== EXCERPTED PASSAGE ==
Assistant Research Professor of Neurology
Phone: (+974) 4492 8450
Dr. Alice Abdel-Aleem joined Weill Cornell Medicine - Q (WCM-Q) in August 2010. Before joining WCM-Q, she served as Researcher in Molecular Human Genetics (1997-2002), Assistant Professor of Molecular Human Genetics (2002-2007), and Professor of Molecular Human Genetics (2007 -2010) in the Medical Molecular Genetics Department at the National Research Centre (NRC) in Cairo, Egypt.
At NRC, Dr. Abdel-Aleem also served as Head of Specific Molecular Genetic Diagnostic Service in the Medical Service Unit (since 2003), Senior Coordinator of the Human Stem Cell Lab at the Center of Excellence for Advance Science (since 2006), and Head of Medical Molecular Genetics Department (since 2008). In addition, between 2003 and 2007, Dr. Abdel-Aleem was a Consultant at the Molecular Genetics Laboratory, National Institutue of Neuromotor System, Ministry of Health, Cairo, Egypt.
Dr. Abdel-Aleem was closely involved in the establishment of two new research centres in Egypt: a core molecular diagnostic and research laboratory at the National Institute of Neuromotor System for the Ministry of Health, and the first human stem cell research unit at the NRC. She led the diagnostic services concerned with several Neurogenetic and skeletal diseases at the medical service unit of the NRC.
She was the vice principal investigator of a collaborative research project with the Neuroscience Department, University of California, San Diego entitled "Patients oriented research in recessive pediatric brain diseases" (2007-2009). In addition, she has been principal investigator and co-investigator on a number of projects funded by the NRC, most recently a project entitled "Human Dental Pulp Stem Cells Derivation, Differentiation & Application in regenerative dentistry with the Aid of Appropriate Scaffold".

== EXERCISE ==
Retype everything from "At NRC, Dr." down to "Health, Cairo, Egypt." in the faculty profile. Please rely only on the faculty profile above.

== DATA LISTING ==
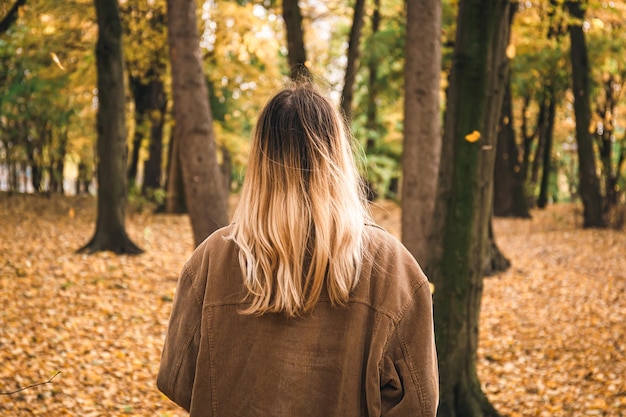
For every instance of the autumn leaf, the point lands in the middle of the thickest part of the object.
(552, 336)
(472, 137)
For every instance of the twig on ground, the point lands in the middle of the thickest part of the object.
(31, 386)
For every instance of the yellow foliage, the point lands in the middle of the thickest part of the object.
(472, 137)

== TASK OUTPUT ==
At NRC, Dr. Abdel-Aleem also served as Head of Specific Molecular Genetic Diagnostic Service in the Medical Service Unit (since 2003), Senior Coordinator of the Human Stem Cell Lab at the Center of Excellence for Advance Science (since 2006), and Head of Medical Molecular Genetics Department (since 2008). In addition, between 2003 and 2007, Dr. Abdel-Aleem was a Consultant at the Molecular Genetics Laboratory, National Institutue of Neuromotor System, Ministry of Health, Cairo, Egypt.